| PROBLEM TO WORK ON |
Read through the records. Copy each line that has the word "every".

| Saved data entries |
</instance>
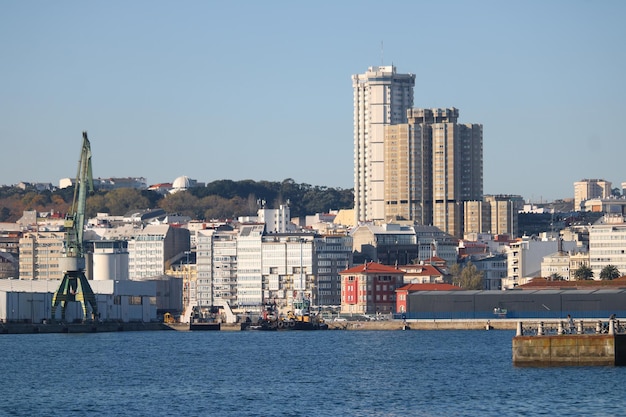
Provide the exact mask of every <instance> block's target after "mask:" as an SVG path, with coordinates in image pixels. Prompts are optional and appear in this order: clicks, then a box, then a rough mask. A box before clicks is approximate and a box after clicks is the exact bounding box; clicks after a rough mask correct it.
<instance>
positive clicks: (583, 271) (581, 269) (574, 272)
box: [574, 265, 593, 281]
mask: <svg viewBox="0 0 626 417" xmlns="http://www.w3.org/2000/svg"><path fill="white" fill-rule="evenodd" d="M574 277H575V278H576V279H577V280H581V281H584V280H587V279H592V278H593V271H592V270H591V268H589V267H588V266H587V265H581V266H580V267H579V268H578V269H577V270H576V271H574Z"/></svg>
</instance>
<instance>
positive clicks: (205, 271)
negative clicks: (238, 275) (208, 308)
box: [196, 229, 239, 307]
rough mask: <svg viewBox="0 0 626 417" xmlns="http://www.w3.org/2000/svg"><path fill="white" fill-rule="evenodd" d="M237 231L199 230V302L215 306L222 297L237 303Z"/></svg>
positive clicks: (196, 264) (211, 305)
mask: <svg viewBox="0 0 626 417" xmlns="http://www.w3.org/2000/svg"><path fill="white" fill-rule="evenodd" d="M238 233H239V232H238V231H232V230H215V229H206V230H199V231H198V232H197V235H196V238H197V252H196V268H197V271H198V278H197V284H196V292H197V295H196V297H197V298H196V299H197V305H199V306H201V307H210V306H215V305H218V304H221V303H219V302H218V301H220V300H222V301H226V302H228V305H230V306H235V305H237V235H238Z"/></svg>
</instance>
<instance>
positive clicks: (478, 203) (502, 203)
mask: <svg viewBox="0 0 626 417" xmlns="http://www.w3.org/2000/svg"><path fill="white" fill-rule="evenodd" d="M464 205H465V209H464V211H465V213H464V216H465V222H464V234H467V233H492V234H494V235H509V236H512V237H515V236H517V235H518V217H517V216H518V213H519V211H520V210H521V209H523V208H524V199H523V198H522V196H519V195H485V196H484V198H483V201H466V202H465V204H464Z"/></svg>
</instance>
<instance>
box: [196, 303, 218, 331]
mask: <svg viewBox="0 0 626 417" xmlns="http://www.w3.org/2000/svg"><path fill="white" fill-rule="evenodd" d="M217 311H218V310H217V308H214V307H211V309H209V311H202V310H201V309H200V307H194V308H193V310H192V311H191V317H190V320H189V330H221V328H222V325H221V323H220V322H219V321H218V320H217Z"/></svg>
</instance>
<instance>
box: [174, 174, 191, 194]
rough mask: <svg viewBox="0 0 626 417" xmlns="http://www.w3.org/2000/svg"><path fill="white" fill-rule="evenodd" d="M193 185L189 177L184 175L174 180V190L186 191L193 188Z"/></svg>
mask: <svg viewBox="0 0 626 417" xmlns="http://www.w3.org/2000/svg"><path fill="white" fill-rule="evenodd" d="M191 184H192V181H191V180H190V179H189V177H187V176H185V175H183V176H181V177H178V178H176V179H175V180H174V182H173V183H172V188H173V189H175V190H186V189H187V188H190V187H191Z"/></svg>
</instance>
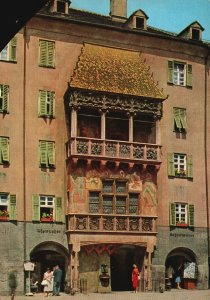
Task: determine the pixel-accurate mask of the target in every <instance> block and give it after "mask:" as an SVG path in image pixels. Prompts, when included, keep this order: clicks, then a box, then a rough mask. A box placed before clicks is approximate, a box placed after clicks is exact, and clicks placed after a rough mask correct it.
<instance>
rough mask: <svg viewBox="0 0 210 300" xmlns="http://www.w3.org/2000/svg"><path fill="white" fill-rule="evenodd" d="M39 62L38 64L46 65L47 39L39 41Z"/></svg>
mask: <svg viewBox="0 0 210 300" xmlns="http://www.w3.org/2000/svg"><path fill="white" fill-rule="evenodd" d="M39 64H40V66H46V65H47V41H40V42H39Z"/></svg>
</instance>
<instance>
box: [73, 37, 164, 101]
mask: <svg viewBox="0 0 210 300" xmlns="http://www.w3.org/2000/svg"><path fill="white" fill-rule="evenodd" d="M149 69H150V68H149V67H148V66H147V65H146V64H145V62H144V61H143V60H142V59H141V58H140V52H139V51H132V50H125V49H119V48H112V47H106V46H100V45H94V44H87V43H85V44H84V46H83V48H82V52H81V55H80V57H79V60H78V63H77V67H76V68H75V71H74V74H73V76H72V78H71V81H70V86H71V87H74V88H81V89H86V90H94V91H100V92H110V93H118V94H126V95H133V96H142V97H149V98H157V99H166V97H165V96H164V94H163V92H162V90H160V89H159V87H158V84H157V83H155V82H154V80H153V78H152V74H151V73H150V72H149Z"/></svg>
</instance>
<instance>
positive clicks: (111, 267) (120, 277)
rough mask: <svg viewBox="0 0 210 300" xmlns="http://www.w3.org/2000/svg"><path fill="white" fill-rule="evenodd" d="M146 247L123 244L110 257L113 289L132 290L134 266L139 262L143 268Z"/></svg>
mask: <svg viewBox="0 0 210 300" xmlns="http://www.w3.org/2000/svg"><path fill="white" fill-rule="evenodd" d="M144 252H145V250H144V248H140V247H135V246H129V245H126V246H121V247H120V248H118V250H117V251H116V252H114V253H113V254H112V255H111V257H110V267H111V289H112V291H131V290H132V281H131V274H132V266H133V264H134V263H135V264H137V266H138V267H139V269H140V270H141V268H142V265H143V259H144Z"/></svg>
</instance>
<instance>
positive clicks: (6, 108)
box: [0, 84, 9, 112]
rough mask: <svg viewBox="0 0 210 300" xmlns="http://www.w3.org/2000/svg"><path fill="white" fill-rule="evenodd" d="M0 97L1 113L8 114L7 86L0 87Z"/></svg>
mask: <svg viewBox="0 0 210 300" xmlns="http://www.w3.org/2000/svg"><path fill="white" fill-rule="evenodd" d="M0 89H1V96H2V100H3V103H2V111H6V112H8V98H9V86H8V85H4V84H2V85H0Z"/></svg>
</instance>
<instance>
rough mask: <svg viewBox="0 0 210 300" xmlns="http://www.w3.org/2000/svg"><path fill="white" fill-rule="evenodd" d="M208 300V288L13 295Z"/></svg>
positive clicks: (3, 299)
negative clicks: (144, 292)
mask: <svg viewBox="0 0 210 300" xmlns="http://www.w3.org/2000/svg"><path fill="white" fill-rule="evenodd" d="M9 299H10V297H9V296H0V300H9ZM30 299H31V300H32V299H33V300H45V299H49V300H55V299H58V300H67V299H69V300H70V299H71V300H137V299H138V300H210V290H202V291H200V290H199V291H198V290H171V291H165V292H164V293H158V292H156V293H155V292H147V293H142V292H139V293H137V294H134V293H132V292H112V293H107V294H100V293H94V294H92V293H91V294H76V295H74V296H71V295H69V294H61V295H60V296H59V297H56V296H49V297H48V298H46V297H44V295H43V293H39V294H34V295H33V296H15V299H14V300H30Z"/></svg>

| TASK RESULT |
Provide the exact mask of every <instance> block's target after "mask:" as an SVG path, with coordinates in image pixels. Prompts are optional and appear in this order: clicks, then a box, then a rough mask. A box before clicks is approximate and a box after clicks is the exact bounding box; clicks after a rough mask correct it.
Task: determine the pixel-accurate mask of the target in every <instance> block and give it after "mask:" as an SVG path in image pixels. Prompts, when included, keep this order: clicks, then a box, then a rough mask. A box placed before clicks is approximate, a box placed after clicks is exact, and clicks placed after a rough mask correct it.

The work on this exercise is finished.